Data for this exercise:
____________

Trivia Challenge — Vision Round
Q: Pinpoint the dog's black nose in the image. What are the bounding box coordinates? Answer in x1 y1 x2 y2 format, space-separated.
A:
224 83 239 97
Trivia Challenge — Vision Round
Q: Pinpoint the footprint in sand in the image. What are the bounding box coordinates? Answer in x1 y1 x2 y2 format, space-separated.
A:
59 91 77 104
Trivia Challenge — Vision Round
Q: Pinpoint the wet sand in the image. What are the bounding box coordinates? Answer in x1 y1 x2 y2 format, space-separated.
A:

____________

Task goal:
Output every line of the data above verbatim, leaving nothing out and changing nothing.

Final result:
Trivia Challenge — Vision Round
Q: Pinpoint the dog's black nose in the image. What are the bounding box coordinates? Answer in x1 y1 x2 y2 format, space-separated.
A:
224 83 239 97
Trivia Challenge — Vision Round
Q: Pinpoint the footprint in sand in the image. What are the bounding box coordinates? Answer in x1 y1 x2 y2 format, space-separated.
A:
59 91 77 104
Trivia Challenge — Vision Round
Q: Pinpoint the wet sand in the image. What are the bounding box coordinates? Answer in x1 y1 x2 y2 format, space-separated.
A:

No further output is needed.